## START Quoted passage

These were $15.00 for 15 balls so at a buck a piece I can't  get into much of a loss situation if they are not accepted. .
I will try a few round and some flattened on the bottom and some with silicone .
If I run into a situation where it is more than  just a  a novelty to have a golf ball on top of a stopper  and they want  different brand names  than what I have  , then I can look for ones they want on a special order basis.


----------



## maxwell_smart007 (Jul 15, 2009)

William, the most popular balls are probably Callaway and Titelist...

Honestly, your best bet is probably getting a bag of 'recycled' or 'experienced' balls - they were found on the course and repackaged for sale; that way, you get a variety of brands in one cheap bag/box..even Wallmart sells those...

Andrew


----------



## Daniel (Jul 15, 2009)

First I like the flattened bottom. looks like I would expect a ball to look setting in a tee.
as far as finding balls. unless you are willing to settle for Xouts which are basically rejects for one reason or another. you are going to pay quite a bit for them, even spalding balls are getting expensive. also you will likely be having to buy an aweful lot of brands and styles. Teitlist, Max Fli, and Spalding are just three I can think of cause I use them. If I where interested in having you make me one of these I would most likely reach in my golf bag and give you the ball to make it out of. that way it is made with my favorite ball. the best way I know of you to be able to find most any type of ball one at a time is to go to a local golf club and search through there slightly experienced balls. all pro shops have them and many of these balls have only been struck once, then they took a long bath. I woudl expect to get them for a buck to a buck and a half per ball but you will be able to pick and choose the exact ball you want. there usually will be a pretty well rounded selection in there as well. don't be shy about telling the pro what you are doing, my bet is he has a bigger box of them setting behind the counter. otherwise you should be able to find any ball sold in sleeves of only three balls and not have to buy a full dozen. this gives a couple spares for when the customers buddies call you. of course golfing buddies don't often use the same balls. When I play with my father I will use titelist if he uses Max Fli, or visa versa. the polite reason for this is so that we do not get our balls mixed up. the truth is I would not be caught dead using the same ball as that hacker. lol.

## END Quoted passage

Request 1: Check each statement against the golf ball thread and mark it yes or no, quoting the words that decide it. (a) The first poster paid $15.00 for 15 balls. (b) Andrew says Walmart sells recycled balls. (c) Daniel prefers the round bottom over the flattened one.
Request 2: In the golf ball thread, what price per ball does Daniel expect to pay for slightly experienced balls at a local golf club?

## START Records shown

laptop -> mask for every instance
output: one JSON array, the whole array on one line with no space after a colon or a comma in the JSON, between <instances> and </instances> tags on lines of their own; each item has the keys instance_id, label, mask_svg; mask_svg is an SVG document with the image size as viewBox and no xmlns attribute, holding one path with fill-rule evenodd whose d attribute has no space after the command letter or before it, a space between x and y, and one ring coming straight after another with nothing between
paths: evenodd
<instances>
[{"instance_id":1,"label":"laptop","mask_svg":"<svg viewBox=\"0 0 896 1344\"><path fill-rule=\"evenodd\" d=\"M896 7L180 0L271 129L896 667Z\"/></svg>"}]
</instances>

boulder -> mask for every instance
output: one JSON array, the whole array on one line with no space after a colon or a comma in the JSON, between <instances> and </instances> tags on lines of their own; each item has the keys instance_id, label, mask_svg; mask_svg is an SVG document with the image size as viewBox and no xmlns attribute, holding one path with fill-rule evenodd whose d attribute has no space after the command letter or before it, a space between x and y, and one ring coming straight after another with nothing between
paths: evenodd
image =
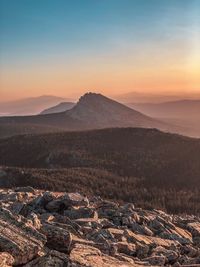
<instances>
[{"instance_id":1,"label":"boulder","mask_svg":"<svg viewBox=\"0 0 200 267\"><path fill-rule=\"evenodd\" d=\"M68 256L56 250L50 250L46 255L34 259L23 267L67 267Z\"/></svg>"},{"instance_id":2,"label":"boulder","mask_svg":"<svg viewBox=\"0 0 200 267\"><path fill-rule=\"evenodd\" d=\"M36 257L45 243L46 237L28 220L0 210L0 249L12 255L14 265L25 264Z\"/></svg>"},{"instance_id":3,"label":"boulder","mask_svg":"<svg viewBox=\"0 0 200 267\"><path fill-rule=\"evenodd\" d=\"M11 267L13 266L15 259L7 252L0 252L0 267Z\"/></svg>"},{"instance_id":4,"label":"boulder","mask_svg":"<svg viewBox=\"0 0 200 267\"><path fill-rule=\"evenodd\" d=\"M69 256L69 267L135 267L126 261L120 261L114 257L105 255L97 248L76 245Z\"/></svg>"},{"instance_id":5,"label":"boulder","mask_svg":"<svg viewBox=\"0 0 200 267\"><path fill-rule=\"evenodd\" d=\"M47 246L60 252L68 252L72 242L71 233L62 225L43 223L41 232L47 237Z\"/></svg>"}]
</instances>

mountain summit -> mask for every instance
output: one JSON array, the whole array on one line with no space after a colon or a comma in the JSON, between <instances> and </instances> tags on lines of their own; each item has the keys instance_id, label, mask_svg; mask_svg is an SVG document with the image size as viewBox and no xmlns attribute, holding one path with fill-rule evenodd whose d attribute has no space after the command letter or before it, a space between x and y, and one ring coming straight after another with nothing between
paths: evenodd
<instances>
[{"instance_id":1,"label":"mountain summit","mask_svg":"<svg viewBox=\"0 0 200 267\"><path fill-rule=\"evenodd\" d=\"M86 93L66 112L71 118L84 121L92 128L158 127L159 122L119 102L96 93Z\"/></svg>"},{"instance_id":2,"label":"mountain summit","mask_svg":"<svg viewBox=\"0 0 200 267\"><path fill-rule=\"evenodd\" d=\"M73 108L61 113L0 118L1 128L4 129L9 126L10 129L10 125L12 128L22 128L20 133L23 133L23 129L26 129L25 133L32 133L32 129L36 126L48 127L45 131L48 131L49 127L54 127L56 131L114 127L142 127L171 132L179 131L173 126L96 93L86 93ZM39 132L43 131L43 128ZM6 132L9 131L6 129Z\"/></svg>"}]
</instances>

## END Records shown

Complete answer 1:
(a) Yes: "These were $15.00 for 15 balls"
(b) Yes: "even Wallmart sells those"
(c) No: "First I like the flattened bottom."

Complete answer 2: A buck to a buck and a half per ball.